Brano di partenza.
Premessa questa ricostruzione del quadro normativo applicabile, si deve adesso esaminare il contenuto e la natura del Decreto Assessorile del 24 novembre 1977.
Intanto, l’ analisi del combinato disposto dell’art. 11 della LR 1/79 e 25 della LR 35/1950 pone all’interprete il problema di comprendere se l’Assessorato sia – dopo la riforma del 1979 – competente all’adozione dei criteri generali per il rilascio dei nulla osta da parte dei Comuni.
Al Collegio la risposta pare chiaramente negativa. Il decreto di cui all’art. 25 ultimo comma l.cit. è finalizzato all’esercizio in via di autoregolamentazione preventiva dei poteri di rilascio dei nulla osta e quindi, in quel contesto, è parte integrante del potere che, traslato ai Comuni, non appartiene più all’Assessorato.
Inoltre, il decreto in esame ha validità solo annuale (“Con decreto dell’Assessore delegato per il turismo e lo spettacolo, sentita la commissione, sono annualmente determinati i criteri per la concessione del nulla osta di cui agli artt. 21 e 22 del presente decreto”) e quindi se ne deve escludere la natura regolamentare (che, oltretutto, spetterebbe all’ARSA o al governo regionale, non certamente ad un Assessorato) per affermarne la natura di atto di autorganizzazione, ossia di provvedimento amministrativo generale o di alta organizzazione con termine di efficacia legalmente predeterminato ad un anno. In questo contesto si deve osservare che il termine legale di efficacia del decreto assessorile è da considerarsi perentorio anche in relazione alla previsione di analogo termine per la durata in carica della Commissione consultiva prevista dalla stessa fonte (“I componenti la commissione sono nominati con decreto dell’Assessore designato per il turismo e lo spettacolo e durano in carica un anno”) e che deve pronunciarsi sui criteri che sono oggetto dispositivo del decreto, con ciò esprimendosi quindi una valutazione rafforzata da parte del legislatore sulla necessità che l’Assessorato rinnovi a scadenze prestabilite sia la composizione dell’organismo consultivo che l’autodisciplina dei presupposti amministrativi per il rilascio delle autorizzazioni all’apertura delle sale cinematografiche, entrambe evidentemente avvinte da un medesimo nesso funzionale, volto allo scopo di adeguarne il contenuto alla (presupposta come mutevole) realtà commerciale e produttiva del settore.
Ciò conduce quindi a dover ritenere che il decreto assessorile che la ricorrente afferma essere stato violato è provvedimento amministrativo decaduto sin dall’anno successivo alla sua emanazione e, comunque, del tutto superato dalla successiva attribuzione delle competenze ai Comuni posto che gli stessi hanno piena competenza e potestà autorganizzativa e altresì posto che essi non sono tenuti, nella assenza di qualsivoglia previsione nel più volte citato art. 11 in tal senso, a disciplinare preventivamente il rilascio delle autorizzazioni con criteri di contingentamento di qualsiasi genere (ed anzi, come si vedrà tra poco, se lo facessero violerebbero l’art. 41 della Costituzione). Tale conclusione si impone anche in considerazione del fatto che la norma attributiva della suddetta competenza agli enti locali fa salve espressamente in capo all’Assessorato solamente le funzioni di cui all’art. 23 della legge regionale 958/1949 come recepito dalla L.R. 35/1950 (relative alla vigilanza sul rispetto dei requisiti tecnici, igienici e di sicurezza delle sale già autorizzate, da esercitarsi tramite le commissioni provinciali di vigilanza e nella quale, dunque, non rientra la possibilità di continuare ad emettere il suddetto decreto a disciplina dei presupposti territoriali e di concorrenza di apertura delle sale).

Consegna A.
Come si traduce in inglese la frase «Al Collegio la risposta pare chiaramente negativa.» del brano sul decreto assessorile?

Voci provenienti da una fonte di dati
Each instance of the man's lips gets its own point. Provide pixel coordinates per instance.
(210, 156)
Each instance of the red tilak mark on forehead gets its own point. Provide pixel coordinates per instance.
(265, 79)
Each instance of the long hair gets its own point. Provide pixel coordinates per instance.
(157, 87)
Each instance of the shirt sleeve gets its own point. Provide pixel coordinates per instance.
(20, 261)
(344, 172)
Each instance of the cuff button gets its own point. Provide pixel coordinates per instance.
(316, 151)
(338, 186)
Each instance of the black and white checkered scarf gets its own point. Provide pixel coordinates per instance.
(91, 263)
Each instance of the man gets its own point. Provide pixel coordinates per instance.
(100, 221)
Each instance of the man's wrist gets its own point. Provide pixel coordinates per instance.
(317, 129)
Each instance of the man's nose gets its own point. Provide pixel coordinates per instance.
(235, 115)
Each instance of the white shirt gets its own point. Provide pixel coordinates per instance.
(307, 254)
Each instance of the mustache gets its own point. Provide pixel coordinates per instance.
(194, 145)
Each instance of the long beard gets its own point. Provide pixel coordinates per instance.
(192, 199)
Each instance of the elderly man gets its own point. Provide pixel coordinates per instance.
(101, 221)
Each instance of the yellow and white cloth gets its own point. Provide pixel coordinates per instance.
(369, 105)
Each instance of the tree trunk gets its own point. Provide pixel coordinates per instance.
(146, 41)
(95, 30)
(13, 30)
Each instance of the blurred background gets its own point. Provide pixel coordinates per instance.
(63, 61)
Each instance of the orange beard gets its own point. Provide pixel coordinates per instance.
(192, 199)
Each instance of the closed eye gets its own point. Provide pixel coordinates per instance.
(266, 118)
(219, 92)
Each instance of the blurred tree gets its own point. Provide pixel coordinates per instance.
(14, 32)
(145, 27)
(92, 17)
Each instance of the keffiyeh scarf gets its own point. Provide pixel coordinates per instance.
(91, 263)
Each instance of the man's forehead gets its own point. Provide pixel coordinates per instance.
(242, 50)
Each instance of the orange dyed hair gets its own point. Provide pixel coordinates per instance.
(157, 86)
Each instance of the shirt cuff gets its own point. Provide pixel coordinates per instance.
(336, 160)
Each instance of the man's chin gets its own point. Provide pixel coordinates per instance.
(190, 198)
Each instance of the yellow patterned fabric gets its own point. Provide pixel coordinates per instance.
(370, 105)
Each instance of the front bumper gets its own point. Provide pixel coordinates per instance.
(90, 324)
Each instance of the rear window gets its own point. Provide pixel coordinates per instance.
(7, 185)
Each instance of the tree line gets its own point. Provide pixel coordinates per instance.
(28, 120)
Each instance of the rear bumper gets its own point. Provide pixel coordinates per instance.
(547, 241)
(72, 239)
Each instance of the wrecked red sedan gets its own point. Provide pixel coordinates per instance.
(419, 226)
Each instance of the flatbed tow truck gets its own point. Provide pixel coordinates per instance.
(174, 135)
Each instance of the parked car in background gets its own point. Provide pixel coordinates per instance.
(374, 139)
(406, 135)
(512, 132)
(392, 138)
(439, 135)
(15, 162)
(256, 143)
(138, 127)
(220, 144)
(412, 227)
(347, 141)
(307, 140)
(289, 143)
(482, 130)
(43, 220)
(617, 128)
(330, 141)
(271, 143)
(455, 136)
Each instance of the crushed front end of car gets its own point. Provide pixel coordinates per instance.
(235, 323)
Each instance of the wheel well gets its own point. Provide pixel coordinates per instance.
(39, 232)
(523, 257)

Consegna B.
Converti in una lista JSON di stringhe le voci dalla riga che contiene "Each instance of the wheel" fino alla fine delle voci, con una stringa per ciascuna riga e senza righe vuote.

Soluzione A.
To the Court, the answer clearly appears to be negative.

Soluzione B.
[
  "Each instance of the wheel well gets its own point. Provide pixel coordinates per instance.",
  "(39, 232)",
  "(523, 257)"
]